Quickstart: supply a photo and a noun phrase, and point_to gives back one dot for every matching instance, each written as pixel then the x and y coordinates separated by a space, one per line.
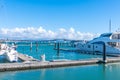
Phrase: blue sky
pixel 86 16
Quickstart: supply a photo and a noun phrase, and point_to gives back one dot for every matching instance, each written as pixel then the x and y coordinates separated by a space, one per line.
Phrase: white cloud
pixel 41 33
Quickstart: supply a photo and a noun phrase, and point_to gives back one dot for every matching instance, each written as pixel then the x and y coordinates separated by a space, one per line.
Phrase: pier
pixel 52 64
pixel 24 57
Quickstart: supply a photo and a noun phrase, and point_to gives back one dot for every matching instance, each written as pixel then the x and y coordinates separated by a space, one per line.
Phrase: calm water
pixel 91 72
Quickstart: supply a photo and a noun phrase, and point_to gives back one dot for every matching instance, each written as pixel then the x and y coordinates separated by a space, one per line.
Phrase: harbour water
pixel 89 72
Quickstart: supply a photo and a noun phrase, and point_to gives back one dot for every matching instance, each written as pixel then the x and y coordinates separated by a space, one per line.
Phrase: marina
pixel 51 64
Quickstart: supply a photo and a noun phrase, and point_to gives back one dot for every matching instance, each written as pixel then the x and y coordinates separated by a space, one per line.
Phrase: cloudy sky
pixel 51 19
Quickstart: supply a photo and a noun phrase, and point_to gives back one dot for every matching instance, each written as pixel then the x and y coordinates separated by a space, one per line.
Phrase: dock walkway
pixel 24 57
pixel 50 64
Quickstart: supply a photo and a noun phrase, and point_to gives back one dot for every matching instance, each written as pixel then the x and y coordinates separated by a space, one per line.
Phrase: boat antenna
pixel 110 25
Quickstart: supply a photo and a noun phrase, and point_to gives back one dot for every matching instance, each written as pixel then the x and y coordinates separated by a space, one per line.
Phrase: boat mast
pixel 110 25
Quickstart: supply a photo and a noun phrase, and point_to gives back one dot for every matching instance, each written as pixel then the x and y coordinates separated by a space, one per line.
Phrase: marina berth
pixel 111 40
pixel 9 52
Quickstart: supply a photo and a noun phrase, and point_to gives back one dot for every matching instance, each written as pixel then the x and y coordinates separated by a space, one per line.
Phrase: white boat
pixel 9 52
pixel 111 40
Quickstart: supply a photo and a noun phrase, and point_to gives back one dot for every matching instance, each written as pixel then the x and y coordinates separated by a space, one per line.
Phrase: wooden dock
pixel 51 64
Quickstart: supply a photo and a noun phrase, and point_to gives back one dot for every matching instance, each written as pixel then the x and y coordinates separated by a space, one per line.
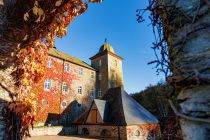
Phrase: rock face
pixel 189 50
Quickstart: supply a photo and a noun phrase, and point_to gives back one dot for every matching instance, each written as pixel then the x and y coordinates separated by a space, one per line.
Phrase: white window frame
pixel 99 76
pixel 91 93
pixel 99 93
pixel 44 100
pixel 79 90
pixel 49 62
pixel 99 62
pixel 62 104
pixel 115 63
pixel 47 85
pixel 80 71
pixel 92 74
pixel 66 67
pixel 64 87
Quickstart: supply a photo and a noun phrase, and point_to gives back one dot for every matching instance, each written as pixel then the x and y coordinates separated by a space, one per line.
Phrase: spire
pixel 105 41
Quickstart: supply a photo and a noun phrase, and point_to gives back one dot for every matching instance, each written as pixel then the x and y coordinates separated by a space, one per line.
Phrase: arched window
pixel 85 132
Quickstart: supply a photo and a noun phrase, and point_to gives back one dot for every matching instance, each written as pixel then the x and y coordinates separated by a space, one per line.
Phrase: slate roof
pixel 118 108
pixel 69 58
pixel 107 47
pixel 102 108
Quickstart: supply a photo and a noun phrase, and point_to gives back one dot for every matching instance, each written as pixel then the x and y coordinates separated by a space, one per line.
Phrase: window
pixel 99 63
pixel 64 87
pixel 44 102
pixel 92 74
pixel 47 84
pixel 115 63
pixel 49 62
pixel 79 90
pixel 66 67
pixel 92 92
pixel 63 104
pixel 99 93
pixel 80 71
pixel 99 76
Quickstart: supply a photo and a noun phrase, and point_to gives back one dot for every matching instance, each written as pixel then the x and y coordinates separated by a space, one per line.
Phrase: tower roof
pixel 118 108
pixel 107 47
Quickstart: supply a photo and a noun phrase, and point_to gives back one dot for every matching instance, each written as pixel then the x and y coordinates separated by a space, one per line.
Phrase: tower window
pixel 99 93
pixel 49 62
pixel 64 87
pixel 66 67
pixel 92 74
pixel 47 84
pixel 80 90
pixel 80 71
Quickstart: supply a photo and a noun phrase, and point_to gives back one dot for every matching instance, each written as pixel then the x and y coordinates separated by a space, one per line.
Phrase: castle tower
pixel 109 69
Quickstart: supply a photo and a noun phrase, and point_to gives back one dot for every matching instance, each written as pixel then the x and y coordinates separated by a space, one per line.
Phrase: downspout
pixel 118 130
pixel 61 88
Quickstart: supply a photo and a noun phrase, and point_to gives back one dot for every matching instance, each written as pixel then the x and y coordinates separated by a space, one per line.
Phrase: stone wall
pixel 7 84
pixel 56 107
pixel 133 132
pixel 142 132
pixel 53 130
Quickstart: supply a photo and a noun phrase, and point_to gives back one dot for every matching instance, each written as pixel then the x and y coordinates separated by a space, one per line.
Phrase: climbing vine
pixel 42 21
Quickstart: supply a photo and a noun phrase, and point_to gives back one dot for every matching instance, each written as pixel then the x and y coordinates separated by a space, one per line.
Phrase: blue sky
pixel 116 21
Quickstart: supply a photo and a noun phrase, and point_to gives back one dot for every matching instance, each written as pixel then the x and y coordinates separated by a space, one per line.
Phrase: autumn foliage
pixel 43 20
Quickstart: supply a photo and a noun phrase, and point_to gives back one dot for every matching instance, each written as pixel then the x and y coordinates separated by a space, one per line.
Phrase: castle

=======

Your goal = Your answer must be the full set of entries, set down exactly and without pictures.

Finished exercise =
Quickstart: supply a photo and a noun phrase, and point_to gives back one dot for every matching instance, each written as pixel then the x and y coordinates separated by a space, one per line.
Phrase: blue sky
pixel 86 16
Quickstart: supply a photo and a noun phrase, and point_to gives back one dot for every matching instance, each written as pixel then the x and y coordinates separated by a space, one per line.
Phrase: white cloud
pixel 41 33
Quickstart: supply a photo and a noun phrase, and point_to gives back one dot for every matching instance, each written as pixel then the x and y coordinates separated by a space, one per line.
Phrase: pier
pixel 52 64
pixel 24 57
Quickstart: supply a photo and a noun phrase, and point_to gives back one dot for every matching instance, each written as pixel then the x and y coordinates separated by a space, one per line.
Phrase: calm water
pixel 91 72
Quickstart: supply a photo and a noun phrase, and point_to gives back one dot for every matching instance, each written as pixel then the x and y coordinates separated by a space, one per line.
Phrase: harbour water
pixel 89 72
Quickstart: supply a photo and a noun phrase, and point_to gives back one dot for every matching instance, each written as pixel then the x and y coordinates separated by a space, one per line.
Phrase: marina
pixel 51 64
Quickstart: supply a photo and a noun phrase, and point_to gives back one dot for every matching instance, each written as pixel then the x and y coordinates separated by a space, one per line.
Phrase: cloudy sky
pixel 51 19
Quickstart: supply a photo and a noun phrase, and point_to gives back one dot for every matching instance, each written as pixel then the x and y coordinates separated by a space, one per line.
Phrase: dock walkway
pixel 24 57
pixel 50 64
Quickstart: supply a photo and a noun phrase, and point_to gives back one dot for every matching instance, each written as pixel then the x and y coordinates separated by a space, one per line.
Phrase: boat antenna
pixel 110 25
Quickstart: supply a photo and a noun phrase, and point_to gives back one dot for every matching instance, each written as pixel then the x and y coordinates separated by a space, one per line.
Phrase: boat mast
pixel 110 25
Quickstart: supply a photo and a noun phrase, and point_to gives back one dot for every matching instance, each written as pixel then the x and y coordinates separated by a space, one per line.
Phrase: marina berth
pixel 111 40
pixel 9 52
Quickstart: supply a photo and a noun phrase, and point_to gives back one dot for every matching instance, each written as pixel then the x and y coordinates separated by a space, one per line.
Phrase: white boat
pixel 9 52
pixel 111 40
Quickstart: supply a photo and a noun phrase, and point_to gives back one dot for every matching instance, each written as pixel then the x and y coordinates separated by a space, one per line.
Phrase: wooden dock
pixel 51 64
Quickstart: supply a photo and a noun phrase, and point_to gives back one dot for every matching instance, each written as pixel then the x and y coordinates separated by a space, one per line.
Phrase: rock face
pixel 189 50
Quickstart: supply a photo and a noun phrase, and point_to gives back one dot for every matching instance, each written as pixel then the x and y coordinates separated by a space, one per line.
Phrase: white window frame
pixel 99 76
pixel 91 93
pixel 99 93
pixel 44 100
pixel 79 90
pixel 49 62
pixel 99 62
pixel 62 104
pixel 115 63
pixel 47 85
pixel 80 71
pixel 92 74
pixel 66 67
pixel 64 87
Quickstart: supply a photo and a noun phrase, and point_to gives back one dot for every matching instance, each written as pixel then the x and y coordinates separated by a space, one per line.
Phrase: spire
pixel 105 41
Quickstart: supply a photo and a noun phrase, and point_to gives back one dot for every matching instance, each written as pixel then the x and y coordinates separated by a space, one per line.
Phrase: arched window
pixel 85 132
Quickstart: supply a photo and a noun phrase, and point_to gives back one dot for every matching instance, each written as pixel then the x and y coordinates separated by a space, one per line.
Phrase: slate roof
pixel 118 108
pixel 69 58
pixel 107 47
pixel 102 108
Quickstart: supply a photo and a noun phrase, and point_to gives back one dot for every matching instance, each written as pixel then the x and y coordinates separated by a space, one per line.
Phrase: window
pixel 99 63
pixel 64 87
pixel 44 102
pixel 92 74
pixel 47 84
pixel 115 63
pixel 49 62
pixel 79 90
pixel 66 67
pixel 92 92
pixel 63 104
pixel 99 93
pixel 80 71
pixel 99 76
Quickstart: supply a photo and a noun phrase, and point_to gives back one dot for every matching instance, each written as pixel then the x and y coordinates separated by a space, one per line.
Phrase: tower roof
pixel 118 108
pixel 107 47
Quickstart: supply a photo and a noun phrase, and point_to gives back one dot for every matching instance, each written as pixel then the x and y coordinates separated by a space, one per line.
Phrase: tower window
pixel 99 93
pixel 49 62
pixel 64 87
pixel 66 67
pixel 92 74
pixel 47 84
pixel 80 90
pixel 80 71
Quickstart: supply a photo and a noun phrase, and point_to gives back one dot for every matching instance, each written as pixel then the x and y coordinates separated by a space, one per line.
Phrase: castle tower
pixel 109 69
Quickstart: supply a photo and a noun phrase, and point_to gives back one dot for every matching instance, each written as pixel then the x and y coordinates separated by a space, one per line.
Phrase: downspout
pixel 118 130
pixel 61 88
Quickstart: supply a photo and a noun phrase, and point_to gives back one dot for every matching instance, each written as pixel then the x and y coordinates separated by a space, one per line.
Phrase: stone wall
pixel 7 84
pixel 56 107
pixel 133 132
pixel 142 132
pixel 53 130
Quickstart: supply a photo and a noun phrase, and point_to gives back one dot for every matching instance, each written as pixel then the x and y coordinates separated by a space, one per line.
Phrase: climbing vine
pixel 42 21
Quickstart: supply a photo and a noun phrase, and point_to gives back one dot for every matching instance, each written as pixel then the x and y coordinates separated by a space, one per line.
Phrase: blue sky
pixel 116 21
Quickstart: supply a photo and a noun phrase, and point_to gives back one dot for every matching instance, each written as pixel then the x and y coordinates separated by a space, one per line.
Phrase: autumn foliage
pixel 43 20
Quickstart: supply a photo and a noun phrase, and point_to gives back one dot for every matching instance, each written as pixel then the x and y coordinates separated by a space, one per line.
Phrase: castle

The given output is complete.